WHAT YOU ARE ASKED TO DO:
Rewrite the lines from the one containing "Note to the class: find the rice" through the last line, inclusive, as a Markdown table. Use a Row column for the row number and a Line column for the line itself, and skip any blank lines.

(Some lines)
------------------------------

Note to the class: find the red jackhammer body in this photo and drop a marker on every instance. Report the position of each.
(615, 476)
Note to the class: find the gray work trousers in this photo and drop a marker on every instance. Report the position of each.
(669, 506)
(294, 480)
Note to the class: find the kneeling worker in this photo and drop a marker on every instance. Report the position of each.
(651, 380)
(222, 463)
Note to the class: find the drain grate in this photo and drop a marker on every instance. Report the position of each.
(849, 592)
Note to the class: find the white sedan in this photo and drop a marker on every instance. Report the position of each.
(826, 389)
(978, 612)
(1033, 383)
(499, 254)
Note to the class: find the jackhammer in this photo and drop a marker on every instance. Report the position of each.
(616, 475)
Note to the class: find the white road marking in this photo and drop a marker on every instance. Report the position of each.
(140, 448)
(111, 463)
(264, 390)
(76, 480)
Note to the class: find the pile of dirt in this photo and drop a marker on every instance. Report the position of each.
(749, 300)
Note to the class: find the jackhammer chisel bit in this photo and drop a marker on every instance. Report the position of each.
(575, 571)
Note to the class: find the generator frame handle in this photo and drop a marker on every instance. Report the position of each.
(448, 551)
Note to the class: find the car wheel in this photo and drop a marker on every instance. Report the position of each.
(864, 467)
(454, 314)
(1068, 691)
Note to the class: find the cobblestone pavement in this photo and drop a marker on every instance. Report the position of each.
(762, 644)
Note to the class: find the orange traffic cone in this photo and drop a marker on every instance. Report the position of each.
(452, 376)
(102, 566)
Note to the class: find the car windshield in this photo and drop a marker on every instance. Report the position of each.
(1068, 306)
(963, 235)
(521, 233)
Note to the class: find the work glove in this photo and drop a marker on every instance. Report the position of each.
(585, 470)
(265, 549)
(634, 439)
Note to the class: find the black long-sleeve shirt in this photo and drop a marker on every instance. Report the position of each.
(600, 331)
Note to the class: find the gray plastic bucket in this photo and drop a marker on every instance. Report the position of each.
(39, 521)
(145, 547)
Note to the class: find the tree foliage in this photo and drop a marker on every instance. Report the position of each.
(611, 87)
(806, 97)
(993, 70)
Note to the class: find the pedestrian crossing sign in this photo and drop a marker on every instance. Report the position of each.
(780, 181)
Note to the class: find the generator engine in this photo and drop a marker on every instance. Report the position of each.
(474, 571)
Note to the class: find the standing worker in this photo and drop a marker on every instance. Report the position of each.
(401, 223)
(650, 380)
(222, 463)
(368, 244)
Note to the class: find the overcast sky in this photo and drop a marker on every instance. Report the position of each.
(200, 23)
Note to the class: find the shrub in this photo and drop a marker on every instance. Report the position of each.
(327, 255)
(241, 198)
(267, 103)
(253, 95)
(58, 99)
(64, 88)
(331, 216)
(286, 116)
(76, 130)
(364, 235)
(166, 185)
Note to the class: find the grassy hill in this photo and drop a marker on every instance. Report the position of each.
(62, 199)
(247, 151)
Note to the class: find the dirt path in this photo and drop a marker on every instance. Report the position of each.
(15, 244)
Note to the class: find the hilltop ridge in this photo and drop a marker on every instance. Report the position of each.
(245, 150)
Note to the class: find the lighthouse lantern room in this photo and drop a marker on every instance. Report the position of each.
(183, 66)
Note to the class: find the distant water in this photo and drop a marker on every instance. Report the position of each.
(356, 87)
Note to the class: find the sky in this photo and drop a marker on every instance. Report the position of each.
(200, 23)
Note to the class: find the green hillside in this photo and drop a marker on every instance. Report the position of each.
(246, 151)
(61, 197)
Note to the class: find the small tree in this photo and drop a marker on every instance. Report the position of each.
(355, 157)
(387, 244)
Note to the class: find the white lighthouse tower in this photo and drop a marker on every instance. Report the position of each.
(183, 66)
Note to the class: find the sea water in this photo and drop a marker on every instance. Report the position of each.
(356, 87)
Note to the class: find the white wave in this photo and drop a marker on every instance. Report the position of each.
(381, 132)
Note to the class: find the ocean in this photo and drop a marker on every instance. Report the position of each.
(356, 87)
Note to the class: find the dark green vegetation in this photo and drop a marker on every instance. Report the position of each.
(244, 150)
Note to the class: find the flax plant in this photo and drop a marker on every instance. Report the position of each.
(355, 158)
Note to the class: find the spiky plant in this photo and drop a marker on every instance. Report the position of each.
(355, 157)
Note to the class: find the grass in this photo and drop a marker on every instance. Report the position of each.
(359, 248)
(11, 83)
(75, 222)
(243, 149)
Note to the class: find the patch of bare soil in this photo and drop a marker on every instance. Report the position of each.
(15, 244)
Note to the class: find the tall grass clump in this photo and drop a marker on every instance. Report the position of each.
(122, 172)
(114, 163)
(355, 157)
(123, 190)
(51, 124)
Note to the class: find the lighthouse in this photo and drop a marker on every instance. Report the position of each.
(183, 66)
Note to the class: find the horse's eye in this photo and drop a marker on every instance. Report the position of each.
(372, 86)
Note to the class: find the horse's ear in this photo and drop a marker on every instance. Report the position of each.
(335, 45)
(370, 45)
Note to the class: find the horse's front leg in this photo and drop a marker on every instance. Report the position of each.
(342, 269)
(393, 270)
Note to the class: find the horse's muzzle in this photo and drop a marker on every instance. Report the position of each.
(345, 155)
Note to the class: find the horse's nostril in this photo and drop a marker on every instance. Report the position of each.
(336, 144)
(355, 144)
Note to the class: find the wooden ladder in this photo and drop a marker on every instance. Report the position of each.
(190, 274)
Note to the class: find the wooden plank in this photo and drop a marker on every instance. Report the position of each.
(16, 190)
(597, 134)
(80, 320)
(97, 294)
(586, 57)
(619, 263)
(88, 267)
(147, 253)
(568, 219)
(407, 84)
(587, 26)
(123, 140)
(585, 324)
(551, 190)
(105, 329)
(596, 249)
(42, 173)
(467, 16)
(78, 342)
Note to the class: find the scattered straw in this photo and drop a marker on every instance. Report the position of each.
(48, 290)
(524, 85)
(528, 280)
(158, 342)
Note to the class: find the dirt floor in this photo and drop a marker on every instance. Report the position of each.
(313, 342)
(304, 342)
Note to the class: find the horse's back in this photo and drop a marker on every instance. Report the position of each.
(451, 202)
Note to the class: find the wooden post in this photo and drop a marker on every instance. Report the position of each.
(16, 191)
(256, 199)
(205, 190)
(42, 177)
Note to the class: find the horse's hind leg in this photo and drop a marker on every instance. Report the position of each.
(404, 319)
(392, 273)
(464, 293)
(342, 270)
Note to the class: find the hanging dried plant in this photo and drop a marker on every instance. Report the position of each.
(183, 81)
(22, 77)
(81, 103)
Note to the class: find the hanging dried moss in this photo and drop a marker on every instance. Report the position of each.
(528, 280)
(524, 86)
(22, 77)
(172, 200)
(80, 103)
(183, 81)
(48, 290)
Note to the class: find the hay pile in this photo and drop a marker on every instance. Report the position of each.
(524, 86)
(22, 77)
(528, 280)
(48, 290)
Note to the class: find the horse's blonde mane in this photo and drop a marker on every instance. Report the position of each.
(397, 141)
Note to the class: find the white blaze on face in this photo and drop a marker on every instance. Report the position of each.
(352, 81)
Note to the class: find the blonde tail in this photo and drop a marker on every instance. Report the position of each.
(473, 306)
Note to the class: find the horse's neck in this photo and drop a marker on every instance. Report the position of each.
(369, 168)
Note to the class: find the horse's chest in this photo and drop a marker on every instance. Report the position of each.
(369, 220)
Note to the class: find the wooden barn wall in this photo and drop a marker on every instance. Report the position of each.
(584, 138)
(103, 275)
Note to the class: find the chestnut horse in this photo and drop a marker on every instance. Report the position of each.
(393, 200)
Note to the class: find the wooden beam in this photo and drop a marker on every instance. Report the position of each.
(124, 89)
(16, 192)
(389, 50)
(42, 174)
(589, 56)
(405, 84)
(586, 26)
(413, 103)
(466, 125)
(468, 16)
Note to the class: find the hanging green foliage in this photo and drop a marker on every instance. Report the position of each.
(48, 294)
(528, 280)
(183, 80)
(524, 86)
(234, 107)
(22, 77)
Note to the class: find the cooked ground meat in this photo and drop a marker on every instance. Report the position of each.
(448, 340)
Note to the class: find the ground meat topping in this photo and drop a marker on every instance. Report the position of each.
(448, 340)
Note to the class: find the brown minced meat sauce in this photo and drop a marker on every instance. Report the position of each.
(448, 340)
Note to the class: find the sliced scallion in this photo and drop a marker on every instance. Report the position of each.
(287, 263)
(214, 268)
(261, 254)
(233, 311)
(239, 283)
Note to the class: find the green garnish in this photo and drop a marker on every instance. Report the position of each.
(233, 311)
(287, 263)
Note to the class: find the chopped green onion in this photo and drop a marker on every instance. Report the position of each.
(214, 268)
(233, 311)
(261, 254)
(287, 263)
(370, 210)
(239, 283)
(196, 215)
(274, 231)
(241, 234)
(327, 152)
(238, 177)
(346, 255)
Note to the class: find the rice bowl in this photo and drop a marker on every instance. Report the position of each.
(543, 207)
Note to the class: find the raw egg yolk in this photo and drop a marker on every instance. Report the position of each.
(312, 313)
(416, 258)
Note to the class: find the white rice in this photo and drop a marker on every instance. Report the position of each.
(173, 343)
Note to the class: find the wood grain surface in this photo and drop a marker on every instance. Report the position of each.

------------------------------

SOLVED EXERCISE:
| Row | Line |
|---|---|
| 1 | Note to the class: find the rice bowl in this photo and drop a marker on every instance. Report the position of each. |
| 2 | (543, 207) |
| 3 | Note to the class: find the raw egg yolk in this photo and drop a marker on every instance. Report the position of each. |
| 4 | (312, 313) |
| 5 | (416, 258) |
| 6 | Note to the class: find the white rice in this photo and drop a marker on every instance. Report the position of each. |
| 7 | (173, 343) |
| 8 | Note to the class: find the wood grain surface in this photo and drop a marker on every instance. Report the position of each. |